# What this task involves:
Copy the stretch of the material from the line containing "of the green" through the end of the material, reproducing each line verbatim.

─── Excerpted records

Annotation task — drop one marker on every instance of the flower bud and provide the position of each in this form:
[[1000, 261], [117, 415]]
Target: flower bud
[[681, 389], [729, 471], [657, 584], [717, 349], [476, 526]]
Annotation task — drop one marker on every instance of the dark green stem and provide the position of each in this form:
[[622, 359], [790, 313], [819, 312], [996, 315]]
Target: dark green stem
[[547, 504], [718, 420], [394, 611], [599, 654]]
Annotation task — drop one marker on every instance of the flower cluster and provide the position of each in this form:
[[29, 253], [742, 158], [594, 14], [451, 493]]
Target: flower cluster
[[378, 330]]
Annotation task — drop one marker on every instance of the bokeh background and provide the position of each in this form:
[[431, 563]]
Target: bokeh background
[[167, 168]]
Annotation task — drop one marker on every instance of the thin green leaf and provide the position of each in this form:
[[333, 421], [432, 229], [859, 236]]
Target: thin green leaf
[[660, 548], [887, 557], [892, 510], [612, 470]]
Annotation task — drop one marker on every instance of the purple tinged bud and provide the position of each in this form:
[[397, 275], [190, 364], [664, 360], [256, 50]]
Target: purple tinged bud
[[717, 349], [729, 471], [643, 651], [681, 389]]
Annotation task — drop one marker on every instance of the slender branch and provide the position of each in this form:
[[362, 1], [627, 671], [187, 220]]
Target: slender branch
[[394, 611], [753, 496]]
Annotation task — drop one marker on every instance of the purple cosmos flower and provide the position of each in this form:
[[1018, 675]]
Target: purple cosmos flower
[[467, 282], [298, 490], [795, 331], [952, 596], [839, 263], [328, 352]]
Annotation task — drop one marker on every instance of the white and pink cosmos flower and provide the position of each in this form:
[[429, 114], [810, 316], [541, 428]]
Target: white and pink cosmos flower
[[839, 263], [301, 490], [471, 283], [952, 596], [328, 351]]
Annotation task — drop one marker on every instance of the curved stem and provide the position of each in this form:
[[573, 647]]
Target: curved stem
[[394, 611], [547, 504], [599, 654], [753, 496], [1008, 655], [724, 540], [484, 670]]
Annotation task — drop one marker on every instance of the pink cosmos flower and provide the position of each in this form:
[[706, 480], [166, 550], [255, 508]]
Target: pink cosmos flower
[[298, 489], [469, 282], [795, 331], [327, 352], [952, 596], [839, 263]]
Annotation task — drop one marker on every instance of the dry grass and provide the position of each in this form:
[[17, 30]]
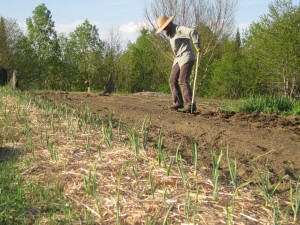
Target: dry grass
[[75, 166]]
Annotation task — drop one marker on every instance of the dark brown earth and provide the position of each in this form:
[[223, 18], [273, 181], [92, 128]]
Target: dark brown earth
[[255, 138]]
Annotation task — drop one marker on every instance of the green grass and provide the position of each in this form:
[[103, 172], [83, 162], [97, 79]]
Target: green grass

──────

# Reply to the task:
Annotation task — drop one marker on every instance of the green grass and provide the position of each in this form:
[[103, 172], [83, 162], [97, 79]]
Target: green grass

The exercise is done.